» **Problem statement**:
Update the data below by replacing "pixel coordinates" with "pixel positions" wherever it occurs, leaving everything else unchanged.

» **Given information**:
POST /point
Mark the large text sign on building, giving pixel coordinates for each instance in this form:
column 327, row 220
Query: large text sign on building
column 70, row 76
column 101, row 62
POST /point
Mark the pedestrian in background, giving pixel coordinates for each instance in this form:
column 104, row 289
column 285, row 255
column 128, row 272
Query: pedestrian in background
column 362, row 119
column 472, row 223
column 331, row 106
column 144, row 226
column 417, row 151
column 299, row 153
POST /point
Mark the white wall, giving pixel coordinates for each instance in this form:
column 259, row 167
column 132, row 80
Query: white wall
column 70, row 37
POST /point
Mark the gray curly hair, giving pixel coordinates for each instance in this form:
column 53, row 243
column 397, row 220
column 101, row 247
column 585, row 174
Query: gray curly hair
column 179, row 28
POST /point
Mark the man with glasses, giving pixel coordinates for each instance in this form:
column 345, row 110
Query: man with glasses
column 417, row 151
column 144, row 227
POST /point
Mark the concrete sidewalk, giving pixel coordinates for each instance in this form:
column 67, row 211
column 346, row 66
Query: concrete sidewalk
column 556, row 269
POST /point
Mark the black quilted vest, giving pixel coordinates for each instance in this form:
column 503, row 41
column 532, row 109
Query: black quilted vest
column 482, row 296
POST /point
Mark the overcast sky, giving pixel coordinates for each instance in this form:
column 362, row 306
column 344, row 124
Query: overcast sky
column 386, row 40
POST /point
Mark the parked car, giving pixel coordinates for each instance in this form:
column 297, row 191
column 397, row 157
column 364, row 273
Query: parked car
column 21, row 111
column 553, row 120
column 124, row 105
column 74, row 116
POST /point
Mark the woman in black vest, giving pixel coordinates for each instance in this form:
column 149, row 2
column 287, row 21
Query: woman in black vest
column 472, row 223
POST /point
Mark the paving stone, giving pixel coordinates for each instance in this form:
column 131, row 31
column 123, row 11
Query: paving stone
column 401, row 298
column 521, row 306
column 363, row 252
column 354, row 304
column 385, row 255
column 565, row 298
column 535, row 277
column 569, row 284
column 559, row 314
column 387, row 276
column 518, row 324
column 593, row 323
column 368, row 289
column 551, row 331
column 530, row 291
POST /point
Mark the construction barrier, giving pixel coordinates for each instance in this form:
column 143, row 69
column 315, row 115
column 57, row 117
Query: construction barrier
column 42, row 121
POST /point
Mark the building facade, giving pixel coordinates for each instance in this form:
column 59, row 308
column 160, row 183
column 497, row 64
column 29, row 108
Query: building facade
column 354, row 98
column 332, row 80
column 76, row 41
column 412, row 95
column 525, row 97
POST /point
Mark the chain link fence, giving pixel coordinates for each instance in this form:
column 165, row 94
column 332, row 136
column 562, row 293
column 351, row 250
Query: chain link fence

» **Exercise result**:
POST /point
Mark the large text sign on building, giving pixel positions for each instance in this form:
column 327, row 220
Query: large text sign on building
column 70, row 76
column 101, row 62
POST /point
Mark the pedestrian in background, giving pixel positions for each instance in this form:
column 104, row 289
column 285, row 255
column 128, row 272
Query: pedestrian in background
column 362, row 119
column 472, row 223
column 331, row 106
column 144, row 226
column 417, row 151
column 299, row 153
POST /point
Mark the white wall, giving pixel positions for each instance in this form:
column 259, row 167
column 132, row 80
Query: white wall
column 70, row 37
POST /point
Mark the gray curly hair, giving pixel positions for each instance in this form:
column 53, row 243
column 397, row 220
column 101, row 247
column 585, row 174
Query: gray curly hair
column 179, row 28
POST /point
Mark the man with glasses, giving pixel positions for each instance in this form:
column 345, row 110
Query: man with glasses
column 417, row 151
column 144, row 227
POST /point
Mark the concrete sidewalk, giving pixel positions for each instance in this form:
column 67, row 211
column 346, row 66
Query: concrete sidewalk
column 556, row 269
POST /point
Mark the black quilted vest, giving pixel positions for each instance in this form:
column 503, row 41
column 532, row 109
Query: black quilted vest
column 482, row 296
POST /point
Mark the overcast sky, giving pixel positions for each instance in this form:
column 362, row 306
column 344, row 124
Query: overcast sky
column 386, row 40
POST /point
Mark the parked car, giving pixel positions for each instance in this form:
column 297, row 191
column 397, row 157
column 364, row 273
Query: parked car
column 21, row 111
column 553, row 120
column 124, row 105
column 74, row 116
POST /point
Mark the woman in black vest, giving pixel positions for each instance in this form:
column 149, row 2
column 287, row 21
Query: woman in black vest
column 472, row 223
POST /point
Mark the paving stone, giving pixel positions for each instance in this form:
column 131, row 31
column 123, row 11
Query: paving stone
column 401, row 298
column 521, row 306
column 363, row 252
column 354, row 304
column 385, row 255
column 565, row 298
column 535, row 277
column 569, row 284
column 559, row 314
column 387, row 276
column 518, row 324
column 593, row 323
column 368, row 289
column 551, row 331
column 530, row 291
POST /point
Mark the construction barrier, giving pixel positions for each instance in this form:
column 143, row 69
column 315, row 115
column 57, row 117
Query: construction barrier
column 42, row 121
POST /point
Mark the building facade, giving pixel positions for each instance in this form:
column 59, row 308
column 160, row 183
column 497, row 64
column 29, row 108
Query: building facade
column 354, row 98
column 332, row 80
column 76, row 41
column 412, row 95
column 525, row 97
POST /point
Mark the chain link fence, giving pixel positions for each instance in this form:
column 165, row 94
column 332, row 136
column 562, row 293
column 351, row 250
Query: chain link fence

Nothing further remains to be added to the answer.